Supplied data →
.....

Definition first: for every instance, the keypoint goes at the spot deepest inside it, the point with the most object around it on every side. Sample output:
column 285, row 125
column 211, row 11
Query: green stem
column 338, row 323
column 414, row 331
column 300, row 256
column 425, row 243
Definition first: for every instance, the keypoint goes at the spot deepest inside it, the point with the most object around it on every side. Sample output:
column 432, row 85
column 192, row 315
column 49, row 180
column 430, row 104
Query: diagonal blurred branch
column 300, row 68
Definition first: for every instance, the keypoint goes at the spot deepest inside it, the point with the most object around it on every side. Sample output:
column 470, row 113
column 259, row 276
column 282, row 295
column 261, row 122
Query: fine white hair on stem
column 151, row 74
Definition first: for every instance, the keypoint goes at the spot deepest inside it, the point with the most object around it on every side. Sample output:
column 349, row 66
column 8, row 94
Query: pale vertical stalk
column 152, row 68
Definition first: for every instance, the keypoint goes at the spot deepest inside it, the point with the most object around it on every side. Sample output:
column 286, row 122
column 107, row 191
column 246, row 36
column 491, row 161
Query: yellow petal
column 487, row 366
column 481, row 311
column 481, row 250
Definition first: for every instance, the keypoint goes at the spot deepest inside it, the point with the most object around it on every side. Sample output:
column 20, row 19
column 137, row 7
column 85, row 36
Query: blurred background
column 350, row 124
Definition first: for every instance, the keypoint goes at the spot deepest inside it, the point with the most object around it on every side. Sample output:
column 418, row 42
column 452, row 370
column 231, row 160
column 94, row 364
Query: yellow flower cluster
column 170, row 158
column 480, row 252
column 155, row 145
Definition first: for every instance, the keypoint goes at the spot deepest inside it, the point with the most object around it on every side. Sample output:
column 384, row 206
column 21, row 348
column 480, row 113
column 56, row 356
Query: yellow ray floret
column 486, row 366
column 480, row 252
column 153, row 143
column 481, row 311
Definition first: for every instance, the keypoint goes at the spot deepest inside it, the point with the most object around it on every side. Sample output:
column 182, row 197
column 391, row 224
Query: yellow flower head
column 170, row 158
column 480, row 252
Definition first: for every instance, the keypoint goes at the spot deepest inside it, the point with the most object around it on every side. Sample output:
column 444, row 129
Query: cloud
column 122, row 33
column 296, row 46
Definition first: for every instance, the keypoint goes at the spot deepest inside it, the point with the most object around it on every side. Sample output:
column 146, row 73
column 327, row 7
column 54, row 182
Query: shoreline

.....

Your assignment →
Above this task is a listing. Restate, word for word and with nothing added, the lines from the one with "column 49, row 180" through the one with "column 107, row 191".

Reply to the exercise →
column 49, row 180
column 430, row 104
Query: diagonal blurred branch
column 300, row 68
Definition first: for every instance, the keypoint goes at the spot deepest inside it, the point with the most object around it on every side. Sample output:
column 470, row 113
column 259, row 276
column 282, row 295
column 261, row 122
Query: fine white hair on stem
column 151, row 74
Definition first: for every instance, the keypoint goes at the spot deepest inside it, the point with the most object around it on every side. Sample output:
column 349, row 66
column 8, row 94
Query: pale vertical stalk
column 152, row 68
Definition first: for every instance, the keypoint goes at the spot deepest inside it, the point with the most object around it on every side. Sample output:
column 286, row 122
column 107, row 191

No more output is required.